■ **Texto proporcionado**:
- - -
Si el horror tuviera rostro sería el de ellas: las víctimas de los ataques con ácido. Estas mujeres inician una tortuosa nueva vida tras la agresión, signada por el autoaislamiento, el dolor físico, el estigma social, las operaciones reiteradas, las cicatrices imborrables y la impunidad de sus agresores. A nivel mundial, tan sólo el 20% de los atacantes resulta castigado por este acto, con el que no buscan matar a sus víctimas, sino transformar su existencia, única e irrepetible, en una pesadilla de la que jamás puedan despertarse.
Estos ataques no se limitan a mujeres, también hay casos de hombres agredidos y cientos de niños y niñas. Los motivos van de la violencia familiar a la venganza y las disputas económicas, pero que siempre tienen como blanco al eslabón más desprotegido de la cadena. Por ello, el 80% son mujeres y niñas. Este delito, que se cobra más de 1500 víctimas anuales en 20 países y que tiene mayor incidencia en la India, Pakistán, Bangladesh, Afganistán, Nepal, comienza a causar gran preocupación, también, en nuestra región. En Colombia, la gran cantidad de casos, en franco aumento desde hace casi una década, está causando una fuerte conmoción interna, ha despertado la paranoia colectiva, está poniendo en jaque al gobierno y suscita la atención de los principales medios internacionales.
El presidente colombiano, Juan Manuel Santos, se vio muy cuestionado por haber dejado vencer el plazo de implementación de una nueva ley que condene con más severidad estos hechos y no bajo el mismo paraguas de otros ataques personales, como una golpiza, de los que la víctima puede recuperarse en un 100% con el paso del tiempo y atención médica. Frente a las críticas y al temor de la ciudadanía, Santos reaccionó con fuerza, ofreció recompensas de 40 mil dólares por información que conduzca a esclarecer delitos de este tipo, inauguró una línea telefónica de emergencias, restringió la venta al público de los químicos y ofreció atención médica gratuita a las damnificadas. Sin embargo, según datos de Medicina Legal de Colombia, esta modalidad delictiva ya se ha cobrado unas 1000 víctimas en ese país que registra más de 60 casos anuales y que afecta a todos los estratos sociales.
- - -
■ **Datos guardados**:

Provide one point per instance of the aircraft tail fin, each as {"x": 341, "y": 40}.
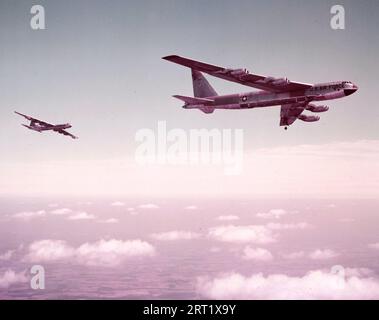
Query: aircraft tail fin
{"x": 194, "y": 101}
{"x": 201, "y": 86}
{"x": 31, "y": 128}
- - -
■ **Instrucciones**: Reproduce el fragmento del texto sobre los ataques con ácido que va desde "Si el horror" hasta "jamás puedan despertarse.", ambas partes incluidas. Los registros no intervienen en esta tarea.

■ **Resultado**:
Si el horror tuviera rostro sería el de ellas: las víctimas de los ataques con ácido. Estas mujeres inician una tortuosa nueva vida tras la agresión, signada por el autoaislamiento, el dolor físico, el estigma social, las operaciones reiteradas, las cicatrices imborrables y la impunidad de sus agresores. A nivel mundial, tan sólo el 20% de los atacantes resulta castigado por este acto, con el que no buscan matar a sus víctimas, sino transformar su existencia, única e irrepetible, en una pesadilla de la que jamás puedan despertarse.